■ **Available data**
____

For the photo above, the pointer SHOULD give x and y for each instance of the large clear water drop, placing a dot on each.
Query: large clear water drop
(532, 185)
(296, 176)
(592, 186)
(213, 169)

____

■ **Goal of the exercise**
Transcribe the records exactly as given.

■ **Finished exercise**
For the photo above, the pointer SHOULD give x and y for each instance of the large clear water drop, placing a dot on each.
Query: large clear water drop
(532, 185)
(296, 176)
(592, 186)
(213, 169)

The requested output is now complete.